**Written instruction:**
Extract each line of the entries below that contains the string "miami", and copy those lines in their original order.

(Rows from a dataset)

## BEGIN

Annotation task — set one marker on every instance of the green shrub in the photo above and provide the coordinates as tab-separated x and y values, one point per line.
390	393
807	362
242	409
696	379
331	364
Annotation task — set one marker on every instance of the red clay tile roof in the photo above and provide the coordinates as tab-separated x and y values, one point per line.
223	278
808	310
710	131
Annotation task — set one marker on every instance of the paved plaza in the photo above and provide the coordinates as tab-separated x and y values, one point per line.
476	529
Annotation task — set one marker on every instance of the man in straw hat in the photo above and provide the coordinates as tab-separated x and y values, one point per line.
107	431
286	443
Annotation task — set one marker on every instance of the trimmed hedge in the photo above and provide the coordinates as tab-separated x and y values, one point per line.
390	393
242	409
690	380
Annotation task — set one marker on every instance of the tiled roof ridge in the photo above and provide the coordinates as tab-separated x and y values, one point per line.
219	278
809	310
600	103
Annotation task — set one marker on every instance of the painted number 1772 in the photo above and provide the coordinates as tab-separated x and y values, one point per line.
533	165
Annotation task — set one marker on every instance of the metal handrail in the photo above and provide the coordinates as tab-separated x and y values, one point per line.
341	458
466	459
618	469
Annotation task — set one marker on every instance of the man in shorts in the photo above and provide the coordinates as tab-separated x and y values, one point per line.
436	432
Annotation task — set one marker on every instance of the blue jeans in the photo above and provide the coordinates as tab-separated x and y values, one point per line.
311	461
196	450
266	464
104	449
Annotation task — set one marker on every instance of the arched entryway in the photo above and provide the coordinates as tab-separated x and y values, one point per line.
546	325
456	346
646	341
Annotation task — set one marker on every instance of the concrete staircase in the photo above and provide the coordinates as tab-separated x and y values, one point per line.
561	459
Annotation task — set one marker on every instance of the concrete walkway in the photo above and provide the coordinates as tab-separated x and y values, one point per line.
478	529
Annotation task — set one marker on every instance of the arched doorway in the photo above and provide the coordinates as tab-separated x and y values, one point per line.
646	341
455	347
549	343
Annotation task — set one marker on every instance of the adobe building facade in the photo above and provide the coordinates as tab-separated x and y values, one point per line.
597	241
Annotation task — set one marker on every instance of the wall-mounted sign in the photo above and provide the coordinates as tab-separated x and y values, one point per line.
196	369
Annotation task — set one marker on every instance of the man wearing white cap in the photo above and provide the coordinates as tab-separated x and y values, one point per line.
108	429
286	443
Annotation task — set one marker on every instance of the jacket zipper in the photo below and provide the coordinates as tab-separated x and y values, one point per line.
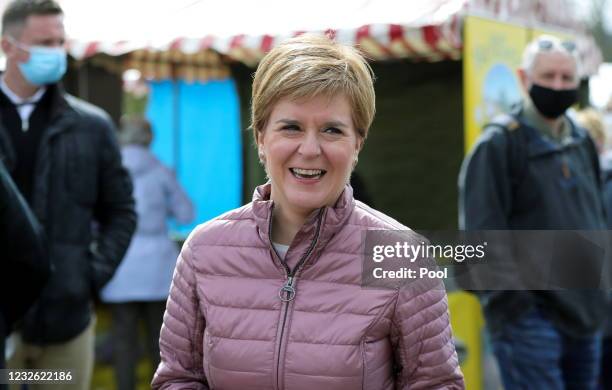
288	292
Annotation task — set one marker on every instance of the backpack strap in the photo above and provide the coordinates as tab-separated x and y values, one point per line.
516	147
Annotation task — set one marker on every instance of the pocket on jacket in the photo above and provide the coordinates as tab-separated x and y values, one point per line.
81	169
206	352
69	280
377	356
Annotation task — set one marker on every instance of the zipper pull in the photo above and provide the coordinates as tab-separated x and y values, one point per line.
287	288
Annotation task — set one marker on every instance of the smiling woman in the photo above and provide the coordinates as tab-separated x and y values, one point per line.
269	296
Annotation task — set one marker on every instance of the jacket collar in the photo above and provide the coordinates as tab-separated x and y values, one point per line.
321	225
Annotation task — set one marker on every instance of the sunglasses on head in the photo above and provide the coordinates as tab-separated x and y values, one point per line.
547	45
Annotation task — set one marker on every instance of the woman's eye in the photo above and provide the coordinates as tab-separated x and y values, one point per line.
333	130
291	127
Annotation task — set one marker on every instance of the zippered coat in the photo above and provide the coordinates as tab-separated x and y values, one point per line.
238	318
78	180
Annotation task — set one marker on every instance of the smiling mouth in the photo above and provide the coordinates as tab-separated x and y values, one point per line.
312	174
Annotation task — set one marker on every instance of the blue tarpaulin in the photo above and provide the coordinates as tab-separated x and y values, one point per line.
197	133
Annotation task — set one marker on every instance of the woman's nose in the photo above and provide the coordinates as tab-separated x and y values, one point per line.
310	146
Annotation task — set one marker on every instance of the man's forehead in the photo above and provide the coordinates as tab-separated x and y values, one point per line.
43	25
557	61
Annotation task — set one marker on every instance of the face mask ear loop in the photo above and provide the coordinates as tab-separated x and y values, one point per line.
17	43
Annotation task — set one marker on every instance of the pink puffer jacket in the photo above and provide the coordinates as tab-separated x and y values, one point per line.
226	326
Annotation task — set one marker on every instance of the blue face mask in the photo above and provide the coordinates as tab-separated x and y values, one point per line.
46	65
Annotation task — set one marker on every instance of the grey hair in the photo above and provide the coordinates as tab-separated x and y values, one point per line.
533	49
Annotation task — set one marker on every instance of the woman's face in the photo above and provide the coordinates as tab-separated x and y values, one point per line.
309	148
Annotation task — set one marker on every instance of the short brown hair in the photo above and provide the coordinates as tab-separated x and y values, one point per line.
135	130
308	66
17	12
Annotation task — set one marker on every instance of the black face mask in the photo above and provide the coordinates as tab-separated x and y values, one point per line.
552	103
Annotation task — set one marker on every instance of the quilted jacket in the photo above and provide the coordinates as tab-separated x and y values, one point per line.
239	318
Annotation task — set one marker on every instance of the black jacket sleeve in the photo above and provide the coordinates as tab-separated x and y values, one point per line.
25	264
114	209
485	204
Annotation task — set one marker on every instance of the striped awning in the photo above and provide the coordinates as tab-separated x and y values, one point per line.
428	30
420	29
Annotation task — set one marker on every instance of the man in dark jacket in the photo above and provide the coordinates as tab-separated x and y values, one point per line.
537	170
63	156
25	266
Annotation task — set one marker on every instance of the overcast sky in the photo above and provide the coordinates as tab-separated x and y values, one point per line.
583	8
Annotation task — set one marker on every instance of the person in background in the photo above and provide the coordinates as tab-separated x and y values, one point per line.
25	265
269	296
63	156
593	121
139	288
535	169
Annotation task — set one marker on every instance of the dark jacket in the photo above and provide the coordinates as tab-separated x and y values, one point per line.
78	179
606	167
559	188
25	266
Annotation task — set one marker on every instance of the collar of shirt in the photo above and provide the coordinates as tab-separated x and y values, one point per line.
534	119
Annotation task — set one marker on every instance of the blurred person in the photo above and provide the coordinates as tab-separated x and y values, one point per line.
593	121
269	295
25	266
535	169
139	288
62	154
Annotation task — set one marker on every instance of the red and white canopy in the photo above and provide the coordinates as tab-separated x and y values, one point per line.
244	30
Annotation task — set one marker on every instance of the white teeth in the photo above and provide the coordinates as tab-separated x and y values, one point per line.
307	172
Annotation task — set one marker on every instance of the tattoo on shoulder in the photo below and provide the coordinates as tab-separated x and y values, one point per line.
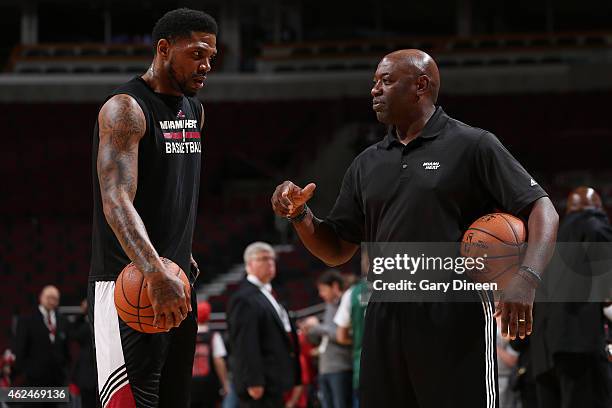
122	121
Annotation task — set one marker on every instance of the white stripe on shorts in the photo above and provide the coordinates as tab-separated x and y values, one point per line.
109	353
490	384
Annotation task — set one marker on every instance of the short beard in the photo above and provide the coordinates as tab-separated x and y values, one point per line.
181	85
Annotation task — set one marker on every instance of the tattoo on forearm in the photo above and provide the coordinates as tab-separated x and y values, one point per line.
121	125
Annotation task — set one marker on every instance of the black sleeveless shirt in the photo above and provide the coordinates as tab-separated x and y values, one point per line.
169	160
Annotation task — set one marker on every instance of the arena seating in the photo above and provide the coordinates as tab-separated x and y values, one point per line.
484	50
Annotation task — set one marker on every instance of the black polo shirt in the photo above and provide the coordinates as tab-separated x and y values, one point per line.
433	188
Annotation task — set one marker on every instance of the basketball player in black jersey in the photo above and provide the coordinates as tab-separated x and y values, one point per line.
146	165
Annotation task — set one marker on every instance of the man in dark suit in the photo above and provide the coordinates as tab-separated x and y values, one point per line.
568	343
262	337
41	346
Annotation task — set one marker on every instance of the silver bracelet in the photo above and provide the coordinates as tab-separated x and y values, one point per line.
533	274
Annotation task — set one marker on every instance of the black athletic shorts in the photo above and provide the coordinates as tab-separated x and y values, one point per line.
137	369
429	355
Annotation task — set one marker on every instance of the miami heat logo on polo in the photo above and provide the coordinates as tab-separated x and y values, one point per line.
182	136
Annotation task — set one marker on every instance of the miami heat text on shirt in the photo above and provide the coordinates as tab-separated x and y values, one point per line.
183	137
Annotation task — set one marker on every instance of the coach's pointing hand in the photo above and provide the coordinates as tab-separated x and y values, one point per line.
288	199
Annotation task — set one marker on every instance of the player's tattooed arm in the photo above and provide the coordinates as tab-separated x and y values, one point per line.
121	125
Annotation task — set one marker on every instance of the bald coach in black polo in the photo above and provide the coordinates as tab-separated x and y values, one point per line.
426	181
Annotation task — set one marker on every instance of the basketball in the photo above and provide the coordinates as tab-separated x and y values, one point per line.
499	239
132	300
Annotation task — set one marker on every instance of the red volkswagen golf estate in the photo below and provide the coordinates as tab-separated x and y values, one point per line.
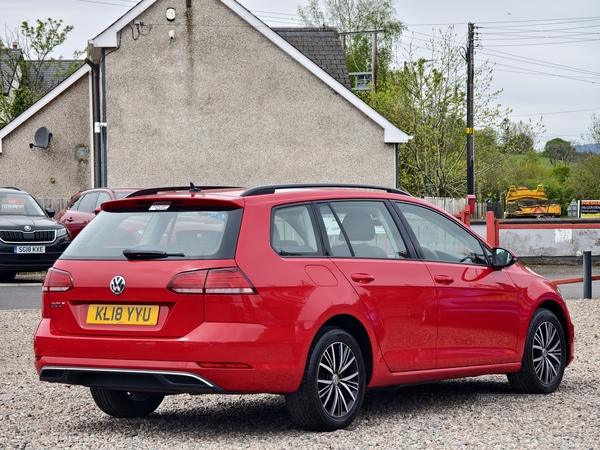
316	292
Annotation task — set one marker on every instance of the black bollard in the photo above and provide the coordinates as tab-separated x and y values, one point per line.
587	275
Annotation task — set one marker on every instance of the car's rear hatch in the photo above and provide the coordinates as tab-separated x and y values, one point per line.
141	268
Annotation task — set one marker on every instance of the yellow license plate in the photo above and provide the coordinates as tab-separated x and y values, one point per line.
123	314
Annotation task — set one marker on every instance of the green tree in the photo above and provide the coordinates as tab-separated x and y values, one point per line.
354	16
30	62
426	98
558	150
584	179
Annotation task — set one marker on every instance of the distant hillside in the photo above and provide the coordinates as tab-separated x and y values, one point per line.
594	148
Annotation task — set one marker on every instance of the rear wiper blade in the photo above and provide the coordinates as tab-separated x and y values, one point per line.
148	254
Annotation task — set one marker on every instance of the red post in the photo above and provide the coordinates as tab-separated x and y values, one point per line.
466	216
471	203
490	228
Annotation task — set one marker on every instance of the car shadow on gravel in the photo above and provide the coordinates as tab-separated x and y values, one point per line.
264	414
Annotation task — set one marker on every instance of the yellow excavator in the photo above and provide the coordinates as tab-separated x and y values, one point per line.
523	202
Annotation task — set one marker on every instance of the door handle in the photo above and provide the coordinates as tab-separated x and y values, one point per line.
443	279
363	278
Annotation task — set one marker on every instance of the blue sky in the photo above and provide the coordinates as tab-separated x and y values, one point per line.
555	77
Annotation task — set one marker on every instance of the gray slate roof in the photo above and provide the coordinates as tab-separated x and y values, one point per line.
52	72
322	46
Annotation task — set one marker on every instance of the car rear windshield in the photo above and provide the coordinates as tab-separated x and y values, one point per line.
176	233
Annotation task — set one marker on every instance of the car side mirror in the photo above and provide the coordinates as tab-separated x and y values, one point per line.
502	258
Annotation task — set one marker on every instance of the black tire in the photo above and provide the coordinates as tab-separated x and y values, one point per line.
544	358
7	276
333	385
126	404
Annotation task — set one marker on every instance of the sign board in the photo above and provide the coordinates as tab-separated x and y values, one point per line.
589	208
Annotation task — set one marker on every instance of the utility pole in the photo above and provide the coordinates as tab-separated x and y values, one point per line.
470	103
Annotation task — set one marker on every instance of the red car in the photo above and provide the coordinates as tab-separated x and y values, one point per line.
80	209
316	292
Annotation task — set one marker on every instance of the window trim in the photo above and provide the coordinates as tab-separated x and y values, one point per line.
321	252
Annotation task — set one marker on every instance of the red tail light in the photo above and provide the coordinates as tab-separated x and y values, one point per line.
230	281
188	282
57	281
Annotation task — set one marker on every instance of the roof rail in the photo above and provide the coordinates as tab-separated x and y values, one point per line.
190	188
270	189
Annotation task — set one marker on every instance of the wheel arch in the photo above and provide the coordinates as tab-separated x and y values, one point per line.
558	311
355	328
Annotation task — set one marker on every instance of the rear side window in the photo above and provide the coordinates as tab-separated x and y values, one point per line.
362	229
182	234
442	239
293	231
88	202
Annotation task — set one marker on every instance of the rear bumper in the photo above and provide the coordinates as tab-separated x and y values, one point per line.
165	382
257	359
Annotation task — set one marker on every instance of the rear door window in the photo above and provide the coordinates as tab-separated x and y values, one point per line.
442	239
362	229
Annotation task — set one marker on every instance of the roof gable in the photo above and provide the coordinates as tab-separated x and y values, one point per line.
41	103
109	39
321	46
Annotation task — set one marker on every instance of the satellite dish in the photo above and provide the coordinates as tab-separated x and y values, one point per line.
42	138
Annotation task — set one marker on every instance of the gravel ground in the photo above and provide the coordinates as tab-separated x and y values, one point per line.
468	413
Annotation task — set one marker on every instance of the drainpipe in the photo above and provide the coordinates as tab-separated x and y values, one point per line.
104	181
96	100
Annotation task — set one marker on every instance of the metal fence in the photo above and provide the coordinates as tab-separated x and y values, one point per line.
456	205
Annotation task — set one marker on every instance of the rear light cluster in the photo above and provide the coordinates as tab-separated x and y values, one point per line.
229	281
57	281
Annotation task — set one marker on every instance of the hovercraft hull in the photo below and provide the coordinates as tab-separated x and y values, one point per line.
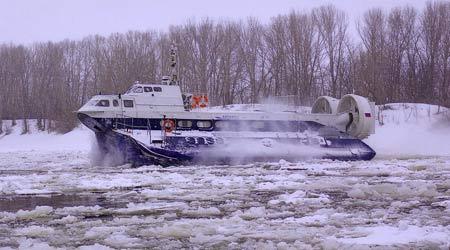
118	147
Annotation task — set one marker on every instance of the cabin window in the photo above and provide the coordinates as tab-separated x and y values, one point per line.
103	103
223	125
204	124
184	124
128	103
137	90
258	125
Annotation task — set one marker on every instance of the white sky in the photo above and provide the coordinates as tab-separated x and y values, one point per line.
29	21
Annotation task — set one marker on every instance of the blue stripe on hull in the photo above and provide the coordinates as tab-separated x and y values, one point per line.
120	148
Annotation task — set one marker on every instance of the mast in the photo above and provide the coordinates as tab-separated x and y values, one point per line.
173	65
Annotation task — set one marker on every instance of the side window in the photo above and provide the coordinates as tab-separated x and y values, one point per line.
204	124
128	103
103	103
184	124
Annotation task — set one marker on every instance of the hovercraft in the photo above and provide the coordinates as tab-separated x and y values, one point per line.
157	124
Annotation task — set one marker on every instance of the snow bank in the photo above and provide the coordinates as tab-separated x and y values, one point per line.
79	139
411	130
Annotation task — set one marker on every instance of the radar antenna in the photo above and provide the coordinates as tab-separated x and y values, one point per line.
173	65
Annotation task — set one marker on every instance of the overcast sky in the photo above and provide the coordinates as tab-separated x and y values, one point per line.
42	20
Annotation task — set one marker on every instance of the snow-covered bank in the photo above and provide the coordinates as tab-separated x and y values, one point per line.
411	130
79	139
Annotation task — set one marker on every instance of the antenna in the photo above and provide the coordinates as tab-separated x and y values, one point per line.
173	65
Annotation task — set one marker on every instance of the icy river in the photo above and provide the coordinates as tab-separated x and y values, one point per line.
59	200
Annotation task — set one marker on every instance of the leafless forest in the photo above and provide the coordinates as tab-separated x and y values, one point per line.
402	55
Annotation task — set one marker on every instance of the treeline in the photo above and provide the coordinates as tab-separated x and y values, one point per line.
402	55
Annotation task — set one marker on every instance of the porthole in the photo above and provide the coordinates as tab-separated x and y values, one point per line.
184	124
204	124
128	103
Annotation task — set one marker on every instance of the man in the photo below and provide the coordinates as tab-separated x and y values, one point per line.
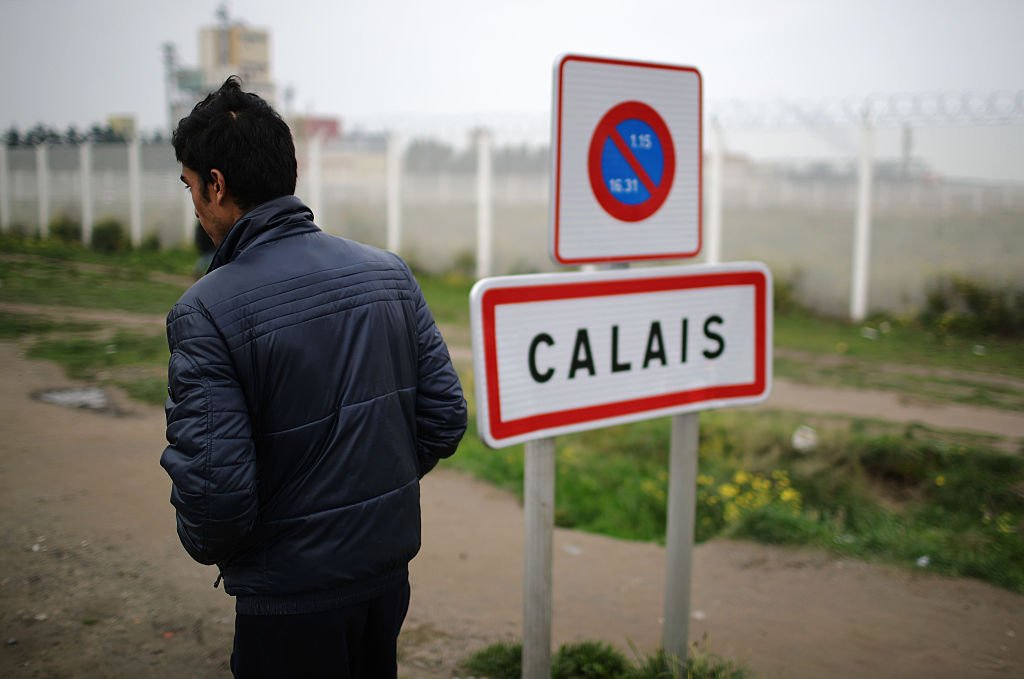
309	390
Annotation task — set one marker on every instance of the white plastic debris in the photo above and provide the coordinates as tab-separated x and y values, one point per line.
805	438
89	397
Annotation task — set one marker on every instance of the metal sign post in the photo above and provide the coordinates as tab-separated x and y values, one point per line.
539	507
564	352
679	533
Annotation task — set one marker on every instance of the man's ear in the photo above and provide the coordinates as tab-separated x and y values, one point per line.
218	185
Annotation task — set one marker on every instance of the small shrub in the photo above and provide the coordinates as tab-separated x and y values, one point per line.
499	661
590	660
66	229
958	305
151	243
109	236
699	665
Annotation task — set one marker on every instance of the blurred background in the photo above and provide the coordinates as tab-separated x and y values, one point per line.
418	125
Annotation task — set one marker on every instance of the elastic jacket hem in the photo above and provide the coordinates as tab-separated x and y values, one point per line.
314	602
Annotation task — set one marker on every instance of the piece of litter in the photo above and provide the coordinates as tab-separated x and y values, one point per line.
92	398
805	438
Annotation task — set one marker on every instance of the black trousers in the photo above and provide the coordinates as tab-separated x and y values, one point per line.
355	642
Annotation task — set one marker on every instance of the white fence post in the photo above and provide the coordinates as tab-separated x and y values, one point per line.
715	191
135	191
313	175
395	153
43	188
483	204
680	533
85	172
4	189
862	228
187	219
539	508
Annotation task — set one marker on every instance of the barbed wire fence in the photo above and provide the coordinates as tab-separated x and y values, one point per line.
832	121
478	207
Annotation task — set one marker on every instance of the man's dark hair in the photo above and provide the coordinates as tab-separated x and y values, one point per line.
241	135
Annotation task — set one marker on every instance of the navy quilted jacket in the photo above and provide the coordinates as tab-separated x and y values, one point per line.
309	391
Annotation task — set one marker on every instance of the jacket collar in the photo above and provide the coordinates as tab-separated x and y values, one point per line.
268	221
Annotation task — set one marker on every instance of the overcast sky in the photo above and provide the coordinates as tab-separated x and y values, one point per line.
69	61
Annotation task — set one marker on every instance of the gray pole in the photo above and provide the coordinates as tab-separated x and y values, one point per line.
715	189
862	228
539	505
394	157
4	189
483	204
43	188
135	191
85	170
314	173
679	547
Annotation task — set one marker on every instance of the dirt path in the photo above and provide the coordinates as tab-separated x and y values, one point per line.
785	394
93	582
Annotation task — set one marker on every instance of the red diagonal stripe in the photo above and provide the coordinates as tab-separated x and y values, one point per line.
627	153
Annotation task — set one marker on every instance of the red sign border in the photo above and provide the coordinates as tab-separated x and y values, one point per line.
558	163
492	298
617	114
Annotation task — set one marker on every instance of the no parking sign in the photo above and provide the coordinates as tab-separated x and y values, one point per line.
627	172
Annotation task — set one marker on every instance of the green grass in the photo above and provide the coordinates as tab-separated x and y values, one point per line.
957	388
594	660
89	358
904	343
177	261
19	325
58	282
873	491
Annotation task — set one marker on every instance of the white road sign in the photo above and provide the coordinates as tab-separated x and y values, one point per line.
561	352
626	156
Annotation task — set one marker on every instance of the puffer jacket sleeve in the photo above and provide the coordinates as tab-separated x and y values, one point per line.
440	408
210	457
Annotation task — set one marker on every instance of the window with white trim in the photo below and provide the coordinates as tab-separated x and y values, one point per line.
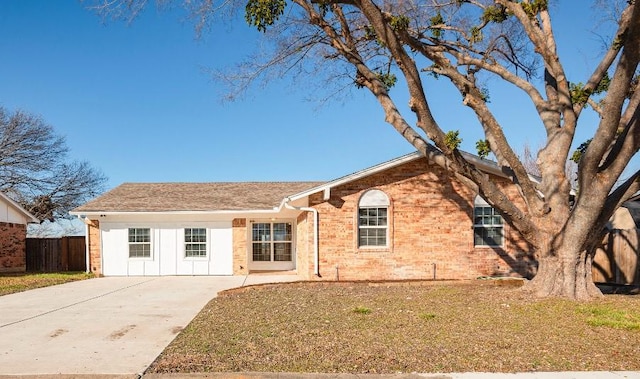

## END

**Solved exercise:**
Annotation task — set one marker on every instance of the miami heat logo on polo in the photo above and provide the coordinates as tab-separated x and y values, one point per line.
Annotation task — set one marker on every instance of the miami heat text on shirt in the photo above and provide the coordinates as tab-separated x and y values, one point per line.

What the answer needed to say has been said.